▸ **Task goal**: Swap "place a pin" for "drop a marker" everywhere in the lines below and give the lines back otherwise unchanged. Leave the pictures out.

▸ **Exercise data**:
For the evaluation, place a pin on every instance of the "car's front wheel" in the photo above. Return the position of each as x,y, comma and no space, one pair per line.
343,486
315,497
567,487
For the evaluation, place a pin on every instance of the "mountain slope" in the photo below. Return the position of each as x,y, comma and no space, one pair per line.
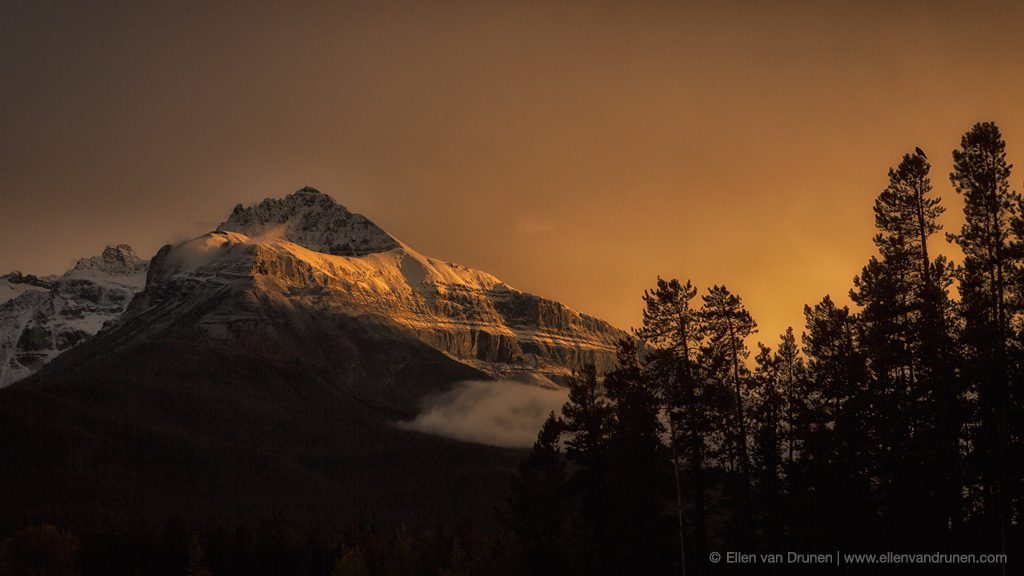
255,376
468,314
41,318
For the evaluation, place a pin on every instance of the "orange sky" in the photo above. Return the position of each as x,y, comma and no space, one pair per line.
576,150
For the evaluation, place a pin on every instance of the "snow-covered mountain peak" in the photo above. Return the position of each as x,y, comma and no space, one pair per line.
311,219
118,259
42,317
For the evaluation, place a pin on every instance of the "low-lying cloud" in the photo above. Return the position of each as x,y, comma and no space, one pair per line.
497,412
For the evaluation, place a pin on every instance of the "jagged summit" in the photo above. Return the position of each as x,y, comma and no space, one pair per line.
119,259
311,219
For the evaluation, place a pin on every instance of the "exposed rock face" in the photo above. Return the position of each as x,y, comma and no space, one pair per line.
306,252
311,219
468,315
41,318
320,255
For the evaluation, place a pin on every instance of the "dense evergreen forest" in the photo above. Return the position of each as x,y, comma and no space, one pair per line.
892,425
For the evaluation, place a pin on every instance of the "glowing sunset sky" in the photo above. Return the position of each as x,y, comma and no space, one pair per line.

▸ **Full answer**:
For the evaluation, drop a marker on every instance of the "car's front wheel" in the photo above. Return the position of each as x,y, comma and no space, one pair per line.
343,486
315,497
567,487
For the evaluation, drop a marker on every instance of the "mountain slope" in the photo below. Return the position of each as x,y, comma and no space, one pair per line.
255,376
468,314
41,318
For the evaluation, drop a marker on every instance of the "orange sky" in the photo above. Return the position of each as x,y, comma and no space, one pair per line.
576,150
For the evaluation, drop a marker on every instance of the "snow-covered mountain peak" in the photo above. Return the position of each as x,y, comma and no space, one pair per line.
311,219
118,259
42,317
For the evaluation, drop a marker on every instance of the "low-lying cloud" in the photo above. Return the position of each as x,y, comma and no space, one pair per line.
497,412
For the evaluation, drop a marker on every instance of the "jagged summit" in the photo above. Return the position of each as x,y, comma and no space, one pair per line.
119,259
311,219
For the evaluation, drop a marker on every instance of the "exposed rock face" in the photo above. Return the position of each as x,y, comma and no space, one pair per line.
306,252
311,219
468,315
41,318
320,255
For the evaluation, drop a marker on every instance of the "dense evergreen forest" in the photo above. Return the position of each as x,y, comma and no space, one pair per line.
892,425
For the evaluation, drop a marker on every instance of the "glowing sunset sky" in the photo above. Return the position of each as x,y, comma and no space, one pair per line.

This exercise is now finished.